--- START Source passage ---

Mob Boss: Did you check the money for marks?
Me: Why would I, we’ve never had a president named Mark
Mob Boss: …
Me: *getting nervous* H-have we?
Got a new washer and dryer today, and I’ve been doing laundry all day long. I’ve washed everything that can be washed. Getting ready to go ask the neighbors for their laundry now.
Getting marriage advice from a priest is like taking your lawn mower to Burger King to get repaired.
I’m at my sexiest when I find the grown out patch of hair on the outside of my ankle I missed with the razor the last 17 times I shaved.
Winters, when your handwriting turns out the same no matter which hand you use.
can’t wait for 65 million years after we’re extinct and whatever race is in charge makes human-shaped chicken nuggets
Dinner with Mom: Are these real people you’re talking about or are they from the internet?
First minute of hiccups: teehee listen to me i’m so cute
10th minute of hiccups: I YEARN FOR THE SWEET RELEASE OF DEATH
Its not a joke, its a rope and I want you to put it around your neck.
If your pee smells like burnt toast it’s time to get some new pee.

--- END Source passage ---

**Exercise requirements**
a) Reproduce the list of jokes from "I’m at my sexiest" to "around your neck.", swapping "hiccups" for "sneezing" throughout.
b) In the list of jokes, what is getting marriage advice from a priest compared to?

--- START Record set ---

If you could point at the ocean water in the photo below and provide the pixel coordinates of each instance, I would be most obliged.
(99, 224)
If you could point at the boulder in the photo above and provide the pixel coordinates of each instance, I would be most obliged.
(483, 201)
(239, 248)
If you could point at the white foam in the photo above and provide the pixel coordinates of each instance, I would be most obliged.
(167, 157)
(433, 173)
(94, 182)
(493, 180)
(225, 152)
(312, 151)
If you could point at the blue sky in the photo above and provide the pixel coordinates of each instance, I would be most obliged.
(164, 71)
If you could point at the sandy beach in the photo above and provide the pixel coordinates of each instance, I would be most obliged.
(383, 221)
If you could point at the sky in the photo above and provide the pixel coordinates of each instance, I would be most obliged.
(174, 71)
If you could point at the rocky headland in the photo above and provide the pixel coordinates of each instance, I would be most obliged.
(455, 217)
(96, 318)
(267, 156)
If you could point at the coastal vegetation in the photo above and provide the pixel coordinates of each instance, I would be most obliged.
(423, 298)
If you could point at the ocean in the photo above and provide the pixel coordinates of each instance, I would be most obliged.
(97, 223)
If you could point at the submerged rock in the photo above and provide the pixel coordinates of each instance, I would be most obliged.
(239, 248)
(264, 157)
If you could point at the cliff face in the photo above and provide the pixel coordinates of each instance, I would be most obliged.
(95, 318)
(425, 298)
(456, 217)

--- END Record set ---
--- START Record set ---

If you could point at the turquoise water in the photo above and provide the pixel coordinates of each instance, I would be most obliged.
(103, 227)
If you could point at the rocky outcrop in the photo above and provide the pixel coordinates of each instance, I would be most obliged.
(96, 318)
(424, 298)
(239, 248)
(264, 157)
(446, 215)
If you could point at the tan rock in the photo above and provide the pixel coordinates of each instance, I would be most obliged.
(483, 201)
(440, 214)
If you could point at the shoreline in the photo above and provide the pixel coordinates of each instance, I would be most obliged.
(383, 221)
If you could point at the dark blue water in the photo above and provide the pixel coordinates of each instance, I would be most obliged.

--- END Record set ---

**Written answers**
a)
I’m at my sexiest when I find the grown out patch of hair on the outside of my ankle I missed with the razor the last 17 times I shaved.
Winters, when your handwriting turns out the same no matter which hand you use.
can’t wait for 65 million years after we’re extinct and whatever race is in charge makes human-shaped chicken nuggets
Dinner with Mom: Are these real people you’re talking about or are they from the internet?
First minute of sneezing: teehee listen to me i’m so cute
10th minute of sneezing: I YEARN FOR THE SWEET RELEASE OF DEATH
Its not a joke, its a rope and I want you to put it around your neck.

b) Taking your lawn mower to Burger King to get it repaired.